DATASET:
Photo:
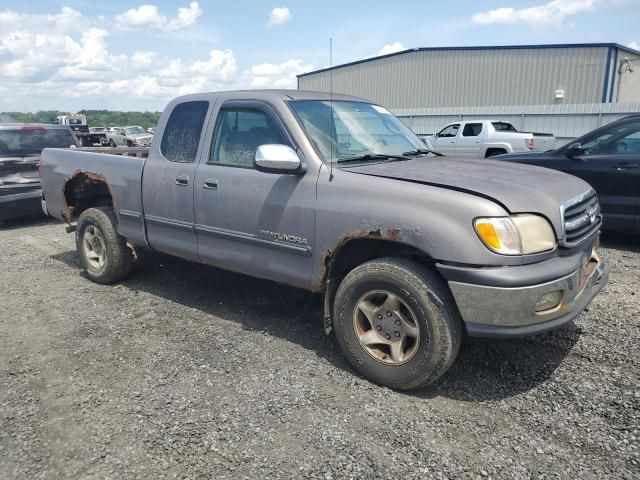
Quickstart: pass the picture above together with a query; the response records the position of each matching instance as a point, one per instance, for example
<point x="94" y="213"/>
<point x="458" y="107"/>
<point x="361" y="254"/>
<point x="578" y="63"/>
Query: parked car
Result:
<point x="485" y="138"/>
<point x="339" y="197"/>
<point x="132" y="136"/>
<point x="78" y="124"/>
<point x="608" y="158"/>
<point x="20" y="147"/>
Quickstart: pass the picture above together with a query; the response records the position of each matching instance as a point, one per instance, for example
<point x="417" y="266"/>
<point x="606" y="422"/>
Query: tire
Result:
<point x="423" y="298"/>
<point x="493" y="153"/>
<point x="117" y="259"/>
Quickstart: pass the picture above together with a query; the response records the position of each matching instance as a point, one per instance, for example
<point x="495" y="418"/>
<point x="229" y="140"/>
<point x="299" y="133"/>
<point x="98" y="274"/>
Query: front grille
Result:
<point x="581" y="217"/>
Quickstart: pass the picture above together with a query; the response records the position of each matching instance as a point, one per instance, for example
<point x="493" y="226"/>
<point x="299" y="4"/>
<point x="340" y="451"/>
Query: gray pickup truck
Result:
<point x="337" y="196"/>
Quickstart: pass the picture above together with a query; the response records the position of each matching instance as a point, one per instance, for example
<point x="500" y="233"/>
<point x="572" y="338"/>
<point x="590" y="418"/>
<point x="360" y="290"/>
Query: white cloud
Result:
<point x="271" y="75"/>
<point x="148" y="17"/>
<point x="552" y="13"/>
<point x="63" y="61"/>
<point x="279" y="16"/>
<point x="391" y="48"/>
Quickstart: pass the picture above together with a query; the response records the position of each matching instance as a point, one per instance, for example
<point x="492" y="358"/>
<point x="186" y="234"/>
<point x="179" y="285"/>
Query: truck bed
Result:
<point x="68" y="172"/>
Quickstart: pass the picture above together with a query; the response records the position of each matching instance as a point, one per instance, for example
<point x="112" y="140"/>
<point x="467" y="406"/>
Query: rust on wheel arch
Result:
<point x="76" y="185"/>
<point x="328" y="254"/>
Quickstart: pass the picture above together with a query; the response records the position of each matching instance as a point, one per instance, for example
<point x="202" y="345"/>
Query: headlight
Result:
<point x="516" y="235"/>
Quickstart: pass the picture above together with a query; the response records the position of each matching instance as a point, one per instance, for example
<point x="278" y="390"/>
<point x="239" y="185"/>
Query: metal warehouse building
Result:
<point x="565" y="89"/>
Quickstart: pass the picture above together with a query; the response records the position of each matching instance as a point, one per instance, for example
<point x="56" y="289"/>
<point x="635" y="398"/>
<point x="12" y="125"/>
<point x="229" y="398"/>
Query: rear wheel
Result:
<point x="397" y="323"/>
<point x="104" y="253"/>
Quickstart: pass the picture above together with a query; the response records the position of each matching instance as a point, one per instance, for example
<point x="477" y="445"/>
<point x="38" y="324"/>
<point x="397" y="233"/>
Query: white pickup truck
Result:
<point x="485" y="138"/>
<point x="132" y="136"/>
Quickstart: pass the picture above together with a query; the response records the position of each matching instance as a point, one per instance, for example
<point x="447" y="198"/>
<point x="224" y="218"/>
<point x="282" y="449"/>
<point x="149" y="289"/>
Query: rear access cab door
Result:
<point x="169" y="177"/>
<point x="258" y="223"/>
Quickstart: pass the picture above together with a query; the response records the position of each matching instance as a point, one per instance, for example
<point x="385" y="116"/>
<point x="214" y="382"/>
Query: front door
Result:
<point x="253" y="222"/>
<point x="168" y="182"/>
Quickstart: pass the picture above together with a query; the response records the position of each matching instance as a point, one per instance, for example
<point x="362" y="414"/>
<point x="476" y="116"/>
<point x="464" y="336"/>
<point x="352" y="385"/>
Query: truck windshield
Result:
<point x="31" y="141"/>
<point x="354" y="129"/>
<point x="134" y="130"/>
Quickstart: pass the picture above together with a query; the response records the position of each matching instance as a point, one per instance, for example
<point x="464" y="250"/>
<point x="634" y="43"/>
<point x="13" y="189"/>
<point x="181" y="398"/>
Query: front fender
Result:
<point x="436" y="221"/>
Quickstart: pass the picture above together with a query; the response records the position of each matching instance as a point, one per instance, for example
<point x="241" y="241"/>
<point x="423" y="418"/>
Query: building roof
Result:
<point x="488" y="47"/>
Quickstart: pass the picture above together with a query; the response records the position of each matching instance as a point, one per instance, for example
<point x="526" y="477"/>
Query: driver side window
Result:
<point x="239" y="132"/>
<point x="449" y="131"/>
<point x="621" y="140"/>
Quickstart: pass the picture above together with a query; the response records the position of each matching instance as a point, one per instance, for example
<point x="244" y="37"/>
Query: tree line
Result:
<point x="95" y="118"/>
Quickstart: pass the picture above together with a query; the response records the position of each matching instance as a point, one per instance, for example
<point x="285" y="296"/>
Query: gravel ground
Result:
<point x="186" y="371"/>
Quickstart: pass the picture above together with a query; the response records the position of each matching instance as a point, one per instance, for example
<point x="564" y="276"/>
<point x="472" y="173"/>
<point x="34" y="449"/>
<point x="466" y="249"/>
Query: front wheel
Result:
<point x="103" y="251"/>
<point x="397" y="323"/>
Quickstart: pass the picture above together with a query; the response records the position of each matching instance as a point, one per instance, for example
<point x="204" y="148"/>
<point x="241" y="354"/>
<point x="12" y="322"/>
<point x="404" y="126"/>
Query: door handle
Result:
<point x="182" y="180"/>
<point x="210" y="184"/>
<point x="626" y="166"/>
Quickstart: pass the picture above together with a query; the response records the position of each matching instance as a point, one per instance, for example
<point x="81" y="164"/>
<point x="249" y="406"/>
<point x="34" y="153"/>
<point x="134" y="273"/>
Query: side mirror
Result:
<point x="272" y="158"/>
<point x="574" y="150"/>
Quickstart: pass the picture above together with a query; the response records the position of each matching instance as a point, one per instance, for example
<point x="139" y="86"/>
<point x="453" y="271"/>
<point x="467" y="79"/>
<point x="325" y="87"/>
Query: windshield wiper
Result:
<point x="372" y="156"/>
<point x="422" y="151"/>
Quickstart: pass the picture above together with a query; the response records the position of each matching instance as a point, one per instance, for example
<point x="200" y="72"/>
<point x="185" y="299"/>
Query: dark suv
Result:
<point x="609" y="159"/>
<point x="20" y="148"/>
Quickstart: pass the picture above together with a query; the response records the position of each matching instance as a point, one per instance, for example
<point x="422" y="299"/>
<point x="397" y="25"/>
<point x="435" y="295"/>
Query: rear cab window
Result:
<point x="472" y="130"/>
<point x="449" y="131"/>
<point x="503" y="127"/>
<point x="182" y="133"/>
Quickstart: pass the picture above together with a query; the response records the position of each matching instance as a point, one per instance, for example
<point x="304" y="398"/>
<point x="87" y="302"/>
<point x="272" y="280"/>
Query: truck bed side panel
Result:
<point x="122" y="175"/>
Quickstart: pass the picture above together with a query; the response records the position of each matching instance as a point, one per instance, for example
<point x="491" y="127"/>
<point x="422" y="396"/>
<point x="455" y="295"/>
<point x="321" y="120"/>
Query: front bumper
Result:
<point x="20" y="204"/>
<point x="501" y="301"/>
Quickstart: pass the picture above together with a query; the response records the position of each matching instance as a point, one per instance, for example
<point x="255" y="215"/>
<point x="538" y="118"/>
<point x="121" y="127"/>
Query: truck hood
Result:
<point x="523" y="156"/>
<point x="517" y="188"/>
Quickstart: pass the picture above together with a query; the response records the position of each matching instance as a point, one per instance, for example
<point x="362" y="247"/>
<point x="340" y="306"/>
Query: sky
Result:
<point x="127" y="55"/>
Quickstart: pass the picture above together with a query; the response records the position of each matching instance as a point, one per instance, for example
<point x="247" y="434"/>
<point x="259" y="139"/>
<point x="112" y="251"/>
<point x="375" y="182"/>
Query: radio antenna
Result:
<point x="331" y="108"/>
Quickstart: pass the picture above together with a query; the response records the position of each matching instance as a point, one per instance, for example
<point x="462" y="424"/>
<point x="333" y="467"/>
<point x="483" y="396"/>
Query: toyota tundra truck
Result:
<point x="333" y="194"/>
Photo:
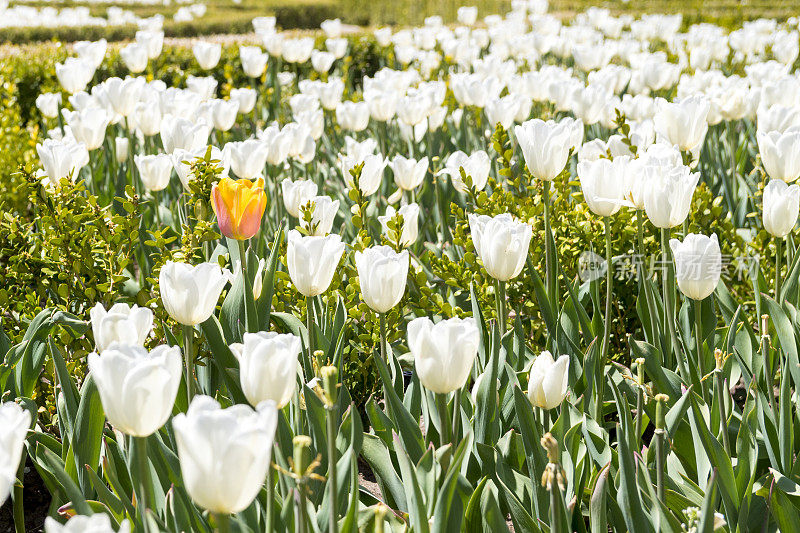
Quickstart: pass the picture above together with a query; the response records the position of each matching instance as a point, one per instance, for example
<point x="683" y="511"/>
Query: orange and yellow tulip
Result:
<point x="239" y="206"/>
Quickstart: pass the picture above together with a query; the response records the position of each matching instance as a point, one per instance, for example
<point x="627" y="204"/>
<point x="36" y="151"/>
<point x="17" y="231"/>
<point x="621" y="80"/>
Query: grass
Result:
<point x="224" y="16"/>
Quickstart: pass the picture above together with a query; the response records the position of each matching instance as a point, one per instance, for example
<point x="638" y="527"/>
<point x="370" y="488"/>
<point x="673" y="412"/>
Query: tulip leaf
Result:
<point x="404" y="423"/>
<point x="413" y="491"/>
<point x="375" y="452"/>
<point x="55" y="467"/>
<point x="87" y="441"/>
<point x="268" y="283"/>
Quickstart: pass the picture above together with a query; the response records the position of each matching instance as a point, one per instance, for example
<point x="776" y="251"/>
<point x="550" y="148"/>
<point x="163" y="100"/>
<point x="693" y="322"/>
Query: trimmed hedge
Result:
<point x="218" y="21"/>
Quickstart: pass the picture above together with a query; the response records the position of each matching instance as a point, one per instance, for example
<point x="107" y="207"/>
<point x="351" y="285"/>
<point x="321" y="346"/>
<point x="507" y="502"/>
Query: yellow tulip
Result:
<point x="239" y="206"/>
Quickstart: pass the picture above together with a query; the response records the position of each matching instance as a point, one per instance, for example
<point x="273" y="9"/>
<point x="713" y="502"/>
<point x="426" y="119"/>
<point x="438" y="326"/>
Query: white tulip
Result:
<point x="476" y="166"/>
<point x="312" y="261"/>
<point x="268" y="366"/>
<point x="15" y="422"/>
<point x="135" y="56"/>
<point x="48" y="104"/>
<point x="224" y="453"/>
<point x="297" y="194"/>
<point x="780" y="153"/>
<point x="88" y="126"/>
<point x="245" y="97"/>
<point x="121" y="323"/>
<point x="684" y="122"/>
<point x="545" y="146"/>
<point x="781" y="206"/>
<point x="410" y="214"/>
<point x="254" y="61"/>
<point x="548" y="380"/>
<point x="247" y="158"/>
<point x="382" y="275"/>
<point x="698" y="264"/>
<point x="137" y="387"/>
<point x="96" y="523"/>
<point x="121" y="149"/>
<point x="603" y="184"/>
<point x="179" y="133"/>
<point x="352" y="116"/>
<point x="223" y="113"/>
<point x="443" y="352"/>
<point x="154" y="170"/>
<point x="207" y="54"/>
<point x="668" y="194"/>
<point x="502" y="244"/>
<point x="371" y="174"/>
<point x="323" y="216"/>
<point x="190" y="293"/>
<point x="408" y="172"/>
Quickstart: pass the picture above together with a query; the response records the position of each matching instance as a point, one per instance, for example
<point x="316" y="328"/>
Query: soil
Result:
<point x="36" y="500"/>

STATED GOAL:
Pick out each line above that contains the string "side" and copy it. Case matters.

TASK SOLUTION:
Query: driver side window
Query: side mirror
Query: truck bed side panel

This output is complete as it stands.